[A block of data]
-------

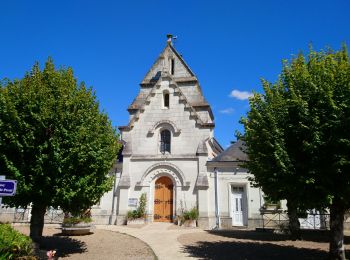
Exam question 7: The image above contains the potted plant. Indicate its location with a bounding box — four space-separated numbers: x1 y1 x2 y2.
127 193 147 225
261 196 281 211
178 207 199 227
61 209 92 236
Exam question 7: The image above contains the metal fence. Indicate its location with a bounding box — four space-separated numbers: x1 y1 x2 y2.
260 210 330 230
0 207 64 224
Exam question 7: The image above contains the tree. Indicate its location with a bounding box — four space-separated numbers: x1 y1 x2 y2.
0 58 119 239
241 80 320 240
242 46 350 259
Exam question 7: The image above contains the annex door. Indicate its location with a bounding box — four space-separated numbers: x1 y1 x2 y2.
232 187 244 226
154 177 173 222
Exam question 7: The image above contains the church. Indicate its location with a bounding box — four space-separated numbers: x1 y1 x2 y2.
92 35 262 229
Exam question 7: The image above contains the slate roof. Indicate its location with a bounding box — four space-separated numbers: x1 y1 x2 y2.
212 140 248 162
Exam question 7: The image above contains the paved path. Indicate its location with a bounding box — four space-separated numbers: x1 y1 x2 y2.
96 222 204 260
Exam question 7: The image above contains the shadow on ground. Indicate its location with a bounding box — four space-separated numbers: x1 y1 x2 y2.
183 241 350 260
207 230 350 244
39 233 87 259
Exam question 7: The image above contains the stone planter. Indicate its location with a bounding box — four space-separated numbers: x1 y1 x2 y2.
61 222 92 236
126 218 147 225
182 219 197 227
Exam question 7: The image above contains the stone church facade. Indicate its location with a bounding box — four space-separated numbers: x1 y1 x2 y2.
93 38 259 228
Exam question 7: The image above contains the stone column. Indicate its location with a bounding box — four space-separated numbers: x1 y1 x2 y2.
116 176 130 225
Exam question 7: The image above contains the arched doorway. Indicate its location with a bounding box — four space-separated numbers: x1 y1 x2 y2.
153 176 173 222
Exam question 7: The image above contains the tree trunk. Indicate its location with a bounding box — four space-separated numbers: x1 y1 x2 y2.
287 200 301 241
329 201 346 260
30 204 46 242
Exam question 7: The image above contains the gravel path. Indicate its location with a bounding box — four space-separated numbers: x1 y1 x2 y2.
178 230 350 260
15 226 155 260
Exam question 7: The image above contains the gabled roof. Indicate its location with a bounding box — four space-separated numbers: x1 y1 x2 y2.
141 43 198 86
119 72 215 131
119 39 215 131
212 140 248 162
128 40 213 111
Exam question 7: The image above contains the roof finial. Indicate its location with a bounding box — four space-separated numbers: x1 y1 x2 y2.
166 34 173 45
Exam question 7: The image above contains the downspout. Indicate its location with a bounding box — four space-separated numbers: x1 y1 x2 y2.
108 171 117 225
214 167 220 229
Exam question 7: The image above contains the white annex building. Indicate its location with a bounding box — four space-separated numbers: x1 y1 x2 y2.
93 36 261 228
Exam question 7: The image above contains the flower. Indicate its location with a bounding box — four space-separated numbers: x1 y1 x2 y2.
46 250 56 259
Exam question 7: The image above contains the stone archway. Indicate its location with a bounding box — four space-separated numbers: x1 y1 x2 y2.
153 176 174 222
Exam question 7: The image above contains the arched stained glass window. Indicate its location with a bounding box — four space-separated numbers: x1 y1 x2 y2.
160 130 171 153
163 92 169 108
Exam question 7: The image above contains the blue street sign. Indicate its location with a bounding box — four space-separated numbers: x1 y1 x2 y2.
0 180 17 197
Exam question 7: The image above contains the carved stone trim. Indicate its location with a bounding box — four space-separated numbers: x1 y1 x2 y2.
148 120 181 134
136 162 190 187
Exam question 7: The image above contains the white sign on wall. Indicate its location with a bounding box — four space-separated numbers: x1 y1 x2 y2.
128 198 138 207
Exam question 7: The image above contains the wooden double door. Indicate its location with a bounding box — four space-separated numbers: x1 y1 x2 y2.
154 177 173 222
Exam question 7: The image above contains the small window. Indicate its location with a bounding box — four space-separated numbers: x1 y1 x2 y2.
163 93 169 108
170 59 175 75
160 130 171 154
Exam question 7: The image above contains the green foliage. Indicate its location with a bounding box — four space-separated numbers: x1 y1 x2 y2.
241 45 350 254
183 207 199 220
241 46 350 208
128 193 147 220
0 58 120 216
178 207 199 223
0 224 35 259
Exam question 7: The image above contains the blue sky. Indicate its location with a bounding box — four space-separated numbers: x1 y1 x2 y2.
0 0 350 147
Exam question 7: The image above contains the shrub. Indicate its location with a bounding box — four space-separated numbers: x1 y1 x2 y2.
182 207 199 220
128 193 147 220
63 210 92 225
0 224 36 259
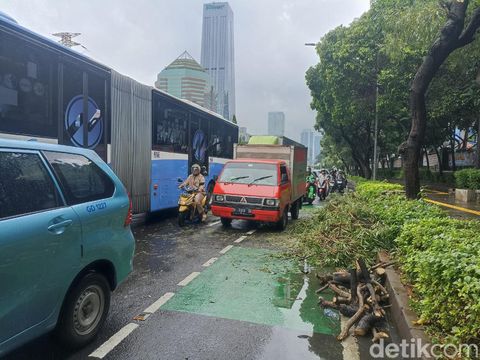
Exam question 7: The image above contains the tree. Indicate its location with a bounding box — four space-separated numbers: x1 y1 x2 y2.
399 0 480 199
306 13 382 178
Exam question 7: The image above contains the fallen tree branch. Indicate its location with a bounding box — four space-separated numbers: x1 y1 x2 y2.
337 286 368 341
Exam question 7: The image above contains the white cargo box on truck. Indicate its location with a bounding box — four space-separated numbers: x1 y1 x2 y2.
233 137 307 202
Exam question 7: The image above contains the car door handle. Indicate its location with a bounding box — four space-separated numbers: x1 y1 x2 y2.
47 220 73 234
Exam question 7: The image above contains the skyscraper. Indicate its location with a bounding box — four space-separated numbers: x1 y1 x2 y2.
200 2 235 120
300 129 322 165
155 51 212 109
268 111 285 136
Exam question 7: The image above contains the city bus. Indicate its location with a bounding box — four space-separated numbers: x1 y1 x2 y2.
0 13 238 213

-------

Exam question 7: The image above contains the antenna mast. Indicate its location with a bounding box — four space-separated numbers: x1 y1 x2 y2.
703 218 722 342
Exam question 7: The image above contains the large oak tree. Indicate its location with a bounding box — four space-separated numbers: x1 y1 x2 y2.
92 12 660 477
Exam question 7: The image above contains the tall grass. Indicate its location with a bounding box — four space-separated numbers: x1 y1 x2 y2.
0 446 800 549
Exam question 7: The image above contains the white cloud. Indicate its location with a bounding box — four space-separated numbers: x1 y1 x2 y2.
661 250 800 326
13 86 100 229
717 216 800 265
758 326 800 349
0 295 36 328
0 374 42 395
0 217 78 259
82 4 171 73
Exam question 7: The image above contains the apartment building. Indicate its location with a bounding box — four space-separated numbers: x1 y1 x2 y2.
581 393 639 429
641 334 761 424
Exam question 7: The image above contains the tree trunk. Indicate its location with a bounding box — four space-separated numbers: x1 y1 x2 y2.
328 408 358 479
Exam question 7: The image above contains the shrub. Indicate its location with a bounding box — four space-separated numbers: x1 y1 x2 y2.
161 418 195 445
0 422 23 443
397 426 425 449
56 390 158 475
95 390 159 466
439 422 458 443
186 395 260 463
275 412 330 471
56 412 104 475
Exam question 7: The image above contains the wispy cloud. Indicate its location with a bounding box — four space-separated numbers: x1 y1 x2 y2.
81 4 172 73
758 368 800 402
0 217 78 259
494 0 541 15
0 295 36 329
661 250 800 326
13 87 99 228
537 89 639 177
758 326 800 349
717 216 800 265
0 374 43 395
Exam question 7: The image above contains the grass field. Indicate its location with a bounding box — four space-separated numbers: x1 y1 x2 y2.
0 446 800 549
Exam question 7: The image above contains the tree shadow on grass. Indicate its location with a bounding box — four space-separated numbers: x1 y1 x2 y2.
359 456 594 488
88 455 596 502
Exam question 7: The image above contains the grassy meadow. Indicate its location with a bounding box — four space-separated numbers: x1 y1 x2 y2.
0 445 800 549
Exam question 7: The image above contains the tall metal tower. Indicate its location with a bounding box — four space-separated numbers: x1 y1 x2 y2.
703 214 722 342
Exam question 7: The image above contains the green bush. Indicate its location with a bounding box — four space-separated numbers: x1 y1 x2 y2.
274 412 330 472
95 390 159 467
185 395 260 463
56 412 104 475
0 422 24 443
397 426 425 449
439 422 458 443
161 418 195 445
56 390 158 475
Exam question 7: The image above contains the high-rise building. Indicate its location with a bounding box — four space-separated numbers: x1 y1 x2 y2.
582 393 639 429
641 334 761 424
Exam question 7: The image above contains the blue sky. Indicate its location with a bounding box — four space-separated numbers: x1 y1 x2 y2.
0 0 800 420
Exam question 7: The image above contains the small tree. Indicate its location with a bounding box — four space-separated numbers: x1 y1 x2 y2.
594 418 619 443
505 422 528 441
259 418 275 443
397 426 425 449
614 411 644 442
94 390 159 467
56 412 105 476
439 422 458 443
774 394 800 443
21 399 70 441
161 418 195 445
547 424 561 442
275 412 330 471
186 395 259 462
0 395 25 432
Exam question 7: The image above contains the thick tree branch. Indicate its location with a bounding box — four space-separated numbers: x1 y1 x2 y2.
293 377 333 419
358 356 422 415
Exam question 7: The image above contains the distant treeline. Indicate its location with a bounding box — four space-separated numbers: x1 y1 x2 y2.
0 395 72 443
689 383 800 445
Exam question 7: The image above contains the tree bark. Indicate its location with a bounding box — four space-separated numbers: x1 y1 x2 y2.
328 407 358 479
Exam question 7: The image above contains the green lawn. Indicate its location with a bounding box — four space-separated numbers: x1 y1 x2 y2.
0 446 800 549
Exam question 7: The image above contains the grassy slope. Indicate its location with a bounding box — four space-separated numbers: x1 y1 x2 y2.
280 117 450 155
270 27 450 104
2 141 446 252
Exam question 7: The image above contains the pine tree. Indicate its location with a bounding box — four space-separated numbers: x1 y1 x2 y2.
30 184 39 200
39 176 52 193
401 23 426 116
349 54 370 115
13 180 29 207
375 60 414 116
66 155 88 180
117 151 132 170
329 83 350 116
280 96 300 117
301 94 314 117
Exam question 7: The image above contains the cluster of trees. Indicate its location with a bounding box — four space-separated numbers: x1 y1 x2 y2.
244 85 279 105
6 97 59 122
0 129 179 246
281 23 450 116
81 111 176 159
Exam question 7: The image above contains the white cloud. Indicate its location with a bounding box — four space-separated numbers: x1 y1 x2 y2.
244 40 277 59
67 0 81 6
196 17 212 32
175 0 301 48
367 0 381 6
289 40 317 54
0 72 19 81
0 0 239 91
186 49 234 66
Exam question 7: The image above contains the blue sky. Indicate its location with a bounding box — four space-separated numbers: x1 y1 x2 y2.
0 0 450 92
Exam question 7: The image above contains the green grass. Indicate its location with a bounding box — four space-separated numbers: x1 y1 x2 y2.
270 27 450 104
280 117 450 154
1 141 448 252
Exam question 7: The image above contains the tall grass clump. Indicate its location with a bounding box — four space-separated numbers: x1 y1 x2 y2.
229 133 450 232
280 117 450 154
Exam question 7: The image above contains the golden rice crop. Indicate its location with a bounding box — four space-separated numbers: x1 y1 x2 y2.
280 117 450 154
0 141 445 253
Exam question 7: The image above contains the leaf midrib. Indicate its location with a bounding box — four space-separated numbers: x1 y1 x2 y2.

-------

> _WHAT THE EXERCISE ASKS_:
Copy out the lines between the one containing "Exam question 7: The image above contains the potted" and the one containing "30 204 46 242", both included.

> _RESPONSE TO THIS EXERCISE_:
Exam question 7: The image above contains the potted plant. Indicate its location with a bounding box — four space-separated numbers: x1 y1 x2 y2.
127 193 147 225
261 196 281 211
178 207 199 227
61 209 92 236
Exam question 7: The image above contains the metal fence. Indicate its location with a bounding box — four space-separated numbers: x1 y1 x2 y2.
260 210 330 230
0 207 64 224
Exam question 7: The image above contains the tree. Indicate its location with a bounding box — four space-separated numbers: x1 y1 x2 y2.
0 58 119 239
241 80 320 240
242 46 350 259
Exam question 7: The image above contains the annex door. Indicate its location with a bounding box — four space-separated numbers: x1 y1 x2 y2.
232 187 244 226
154 177 173 222
Exam question 7: The image above contains the church. Indicate its location with a bounding box — four space-separated numbers: x1 y1 x2 y2.
92 35 262 229
Exam question 7: The image above contains the slate roof. Indicate its location with a bounding box — four space-separated numbers: x1 y1 x2 y2.
212 140 248 162
Exam question 7: The image above contains the paved path. Indicate its location with a bounding box — four space-separated numbers: x1 y1 x2 y2.
96 222 204 260
Exam question 7: The image above contains the shadow on ground. Indicate its location with a bounding box — four space-separated numbers: x1 y1 x2 y2.
183 241 350 260
207 230 350 244
39 233 87 259
Exam question 7: The image above contains the stone planter. Indicate its location with a bounding box — four space-separated numbers: x1 y1 x2 y2.
61 222 92 236
126 218 147 225
182 219 197 227
Exam question 7: The image above contains the stone church facade. Indicate its location with a bounding box — four space-separated numbers: x1 y1 x2 y2.
93 38 259 228
Exam question 7: The image above contains the stone column. Indicate its location with a bounding box — four space-separated numbers: x1 y1 x2 y2.
116 176 130 225
Exam question 7: The image above contains the arched doorway. Indicate its location with a bounding box — four space-separated numbers: x1 y1 x2 y2.
153 176 173 222
Exam question 7: The image above contains the tree trunk. Indicate its location with a bounding box — four space-separated numbers: x1 y1 x2 y2.
287 200 301 241
329 201 346 260
30 204 46 242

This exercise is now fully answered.